** 文書 **
○ ○ ○ ○ ○ ○ ○

②戦地に臨んだ者、沈没した船舶の中に在った者その他死亡の原因となるべき危難に遭遇した者の生死が、それぞれ、戦争が止んだ後、船舶が沈没した後又はその他の危難が去った後一年間明らかでないときも、前項と同様とする。
民法第31条
前条第一項の規定により失踪の宣告を受けた者は同項の期間が満了した時に、同条第二項の規定により失踪の宣告を受けた者はその危難が去った時に、死亡したものとみなす。

 

失踪宣告には2種類あります。「普通失踪」「特別失踪」です。
大きな違いは「いつ死亡したとみなされるか」です。
家庭裁判所に請求するまでに必要な期間と混同しないようにしてください。

普通失踪(通常の行方不明の場合)
7年間生死不明で、利害関係人は家庭裁判所に請求できる。
7年間経過した時点で死亡したとみなされる。
(※それまでは生きていたと推定される)

特別失踪(戦争、船の沈没などによって生死不明になった場合)
危難から1年間生死不明で、利害関係人は家庭裁判所に請求できる。
危難が去った時点で死亡したとみなされる。

タイタニックをイメージしましょうか。
タイタニックが沈没し、乗船していたジャックさんの生死が不明となりました。
ジャックさんの利害関係人が家庭裁判所に請求できるのは沈没してから1年後ですが、失踪宣告がされるとジャックさんは「沈没時」に死亡したとみなされます。

沈没してから1年後、ではありません

この部分が普通失踪と違うので注意してください。

失踪宣告で権利能力は消滅する?

失踪宣告は、失踪者の音信が途絶えた最後の地での法律関係を清算する制度です。

言い換えれば、「死亡したのと同じ法的効果」を作り出して、婚姻やら相続やらのカタをつけるというものです。

よって、実際には生きていて、他所で何か活動をしていたら、そこでの法律行為は有効となります。つまり、失踪宣告によって権利能力は失われません。

もし生きていることが分かったら?

○ ○ ○ ○ ○ ○ ○

** 提供情報 **

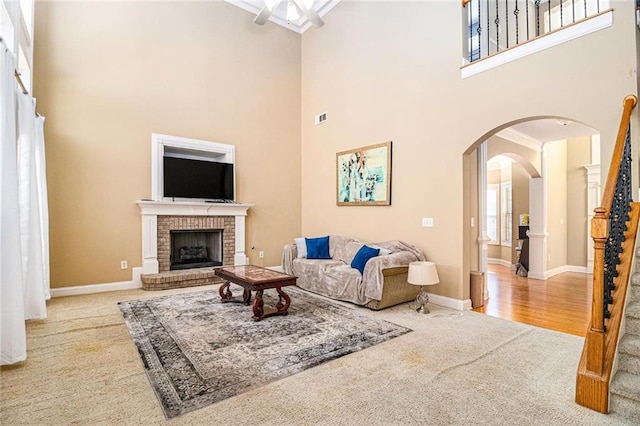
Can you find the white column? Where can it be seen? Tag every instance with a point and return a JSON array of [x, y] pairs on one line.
[[538, 223], [483, 236]]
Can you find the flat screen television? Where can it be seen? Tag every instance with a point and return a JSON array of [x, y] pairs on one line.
[[189, 178]]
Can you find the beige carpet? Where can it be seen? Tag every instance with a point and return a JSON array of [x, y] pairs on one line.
[[455, 368]]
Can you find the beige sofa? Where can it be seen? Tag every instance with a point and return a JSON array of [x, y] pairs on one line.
[[383, 282]]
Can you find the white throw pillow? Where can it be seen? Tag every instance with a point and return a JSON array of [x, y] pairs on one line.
[[302, 247], [383, 252]]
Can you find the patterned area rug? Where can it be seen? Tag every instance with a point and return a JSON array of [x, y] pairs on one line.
[[197, 350]]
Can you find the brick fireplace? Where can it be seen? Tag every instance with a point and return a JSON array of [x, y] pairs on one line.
[[167, 225], [159, 218]]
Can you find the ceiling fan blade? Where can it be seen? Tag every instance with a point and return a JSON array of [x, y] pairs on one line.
[[263, 16], [310, 13]]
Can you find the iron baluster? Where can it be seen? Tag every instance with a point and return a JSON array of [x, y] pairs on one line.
[[526, 14], [516, 11], [618, 217], [537, 3], [488, 30], [506, 20], [479, 32], [497, 22]]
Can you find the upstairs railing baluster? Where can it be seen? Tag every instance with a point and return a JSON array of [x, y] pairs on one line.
[[500, 17], [516, 12], [526, 14], [537, 3], [497, 22], [506, 20]]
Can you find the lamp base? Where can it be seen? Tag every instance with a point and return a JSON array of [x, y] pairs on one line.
[[422, 300]]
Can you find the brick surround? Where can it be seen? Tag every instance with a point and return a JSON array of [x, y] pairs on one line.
[[166, 224]]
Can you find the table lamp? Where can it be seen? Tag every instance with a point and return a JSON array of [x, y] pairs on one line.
[[422, 273]]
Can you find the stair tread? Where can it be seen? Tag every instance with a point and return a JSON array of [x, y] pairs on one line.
[[630, 345], [627, 385], [633, 310]]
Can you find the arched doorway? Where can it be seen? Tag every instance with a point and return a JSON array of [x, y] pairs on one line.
[[528, 150]]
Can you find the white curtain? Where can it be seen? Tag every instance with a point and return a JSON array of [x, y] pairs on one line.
[[24, 222], [13, 341], [35, 292], [43, 204]]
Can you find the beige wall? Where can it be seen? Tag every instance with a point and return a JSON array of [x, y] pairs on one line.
[[556, 153], [109, 74], [578, 155], [390, 71]]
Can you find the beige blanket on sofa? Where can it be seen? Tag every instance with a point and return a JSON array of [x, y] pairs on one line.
[[335, 277]]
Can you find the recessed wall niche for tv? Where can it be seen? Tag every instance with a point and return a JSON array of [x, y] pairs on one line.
[[185, 169]]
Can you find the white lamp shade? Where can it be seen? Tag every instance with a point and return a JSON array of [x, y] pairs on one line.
[[423, 273]]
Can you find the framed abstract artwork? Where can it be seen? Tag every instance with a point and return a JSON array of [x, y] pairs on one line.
[[364, 176]]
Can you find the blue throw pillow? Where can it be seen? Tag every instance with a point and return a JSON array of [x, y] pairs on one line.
[[318, 248], [362, 257]]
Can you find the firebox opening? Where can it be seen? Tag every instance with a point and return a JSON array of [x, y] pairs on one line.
[[199, 248]]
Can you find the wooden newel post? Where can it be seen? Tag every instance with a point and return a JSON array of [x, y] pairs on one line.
[[595, 334]]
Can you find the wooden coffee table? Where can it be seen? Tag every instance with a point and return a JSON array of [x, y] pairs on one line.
[[258, 279]]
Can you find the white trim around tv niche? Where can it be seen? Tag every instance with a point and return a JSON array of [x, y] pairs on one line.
[[184, 148]]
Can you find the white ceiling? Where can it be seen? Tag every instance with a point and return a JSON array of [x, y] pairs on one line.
[[531, 133], [279, 15], [535, 133]]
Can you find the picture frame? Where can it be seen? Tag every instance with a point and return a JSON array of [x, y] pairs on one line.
[[363, 176]]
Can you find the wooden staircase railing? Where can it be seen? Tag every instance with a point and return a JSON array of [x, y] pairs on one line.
[[613, 229]]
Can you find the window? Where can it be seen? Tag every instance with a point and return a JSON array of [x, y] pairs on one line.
[[506, 214], [492, 212]]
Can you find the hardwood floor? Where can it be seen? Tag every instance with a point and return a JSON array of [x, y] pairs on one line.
[[561, 303]]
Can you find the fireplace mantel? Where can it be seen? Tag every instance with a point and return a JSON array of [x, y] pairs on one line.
[[150, 210]]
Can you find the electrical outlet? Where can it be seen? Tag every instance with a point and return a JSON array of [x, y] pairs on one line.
[[427, 222]]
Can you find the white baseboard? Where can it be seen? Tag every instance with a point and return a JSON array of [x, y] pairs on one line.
[[566, 268], [136, 282], [449, 302], [502, 262], [579, 269]]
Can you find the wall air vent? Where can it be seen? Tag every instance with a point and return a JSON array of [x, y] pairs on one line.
[[321, 118]]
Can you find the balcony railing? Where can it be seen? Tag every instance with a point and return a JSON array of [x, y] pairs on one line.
[[497, 25]]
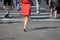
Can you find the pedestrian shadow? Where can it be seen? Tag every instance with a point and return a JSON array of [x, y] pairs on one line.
[[6, 22], [41, 28]]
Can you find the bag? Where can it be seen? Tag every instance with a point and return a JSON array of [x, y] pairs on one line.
[[54, 3], [26, 1]]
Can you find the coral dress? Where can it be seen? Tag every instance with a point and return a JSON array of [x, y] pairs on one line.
[[26, 7]]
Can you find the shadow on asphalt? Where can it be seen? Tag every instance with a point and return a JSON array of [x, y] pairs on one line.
[[7, 38], [41, 28], [9, 22]]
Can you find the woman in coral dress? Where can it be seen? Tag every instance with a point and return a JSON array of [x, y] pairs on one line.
[[26, 11]]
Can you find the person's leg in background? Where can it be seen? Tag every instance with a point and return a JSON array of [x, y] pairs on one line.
[[4, 4], [47, 2], [8, 9]]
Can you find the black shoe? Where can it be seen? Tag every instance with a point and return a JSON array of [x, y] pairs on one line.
[[6, 16], [24, 30]]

○ ○ ○ ○ ○ ○ ○

** 作業内容 **
(A) 失踪宣告に関する文書のうち、「家庭裁判所に請求するまでに必要な期間と混同しないようにしてください。」と「危難が去った時点で死亡したとみなされる。」の間を、両端の語句も含めて一字一句そのまま書き写してください。
(B) 失踪宣告について述べた文書の続きを、最後に示された文の後から書き足してください。

** 解答記述 **
(A)
家庭裁判所に請求するまでに必要な期間と混同しないようにしてください。

普通失踪(通常の行方不明の場合)
7年間生死不明で、利害関係人は家庭裁判所に請求できる。
7年間経過した時点で死亡したとみなされる。
(※それまでは生きていたと推定される)

特別失踪(戦争、船の沈没などによって生死不明になった場合)
危難から1年間生死不明で、利害関係人は家庭裁判所に請求できる。
危難が去った時点で死亡したとみなされる。

(B)
失踪宣告が出された後に、生存が確認された場合はどうなるのでしょうか。
この場合、本人か利害関係人が家裁に請求することで失踪宣告が取り消されます。
すると、はじめから失踪宣告がなかったことになります。(遡及効)

となると、「死亡していることを前提に行われた法律行為」の効果はどうなるの?という問題が発生します。

 

保険金を受け取っちゃった!
財産を相続しちゃった!
相続したものを他人に売っちゃった!
再婚しちゃった!

 

そういう場合はどうするのか?ですね。
それについてはこう規定されています。

 

民法第32条
①失踪者が生存すること又は前条に規定する時と異なる時に死亡したことの証明があったときは、家庭裁判所は、本人又は利害関係人の請求により、失踪の宣告を取り消さなければならない。この場合において、その取消しは、失踪の宣告後その取消し前に善意でした行為の効力に影響を及ぼさない。
②失踪の宣告によって財産を得た者は、その取消しによって権利を失う。ただし、現に利益を受けている限度においてのみ、その財産を返還する義務を負う。

 

善意でした行為の効力は、影響を受けない
(知らなかったんだからしょうがないよね)

財産を取得した人は、「現に利益を受けている限度」で返還する
(使っちゃった分はしょうがないから、残っている分だけ返してね)

 

ということですね。
ケースごとにみていきますと

●保険金を受け取っちゃった!
現存利益のみ返還すればOK
●相続しちゃった!
現存利益のみ返還すればOK
●相続したものを他人に売っちゃった!
→取引した当事者が双方とも善意であれば、売買は有効
(※どちらか一方でも悪意であれば無効)
●再婚しちゃった!
再婚の方が有効となり、以前の婚姻関係は復活しない

ということになります。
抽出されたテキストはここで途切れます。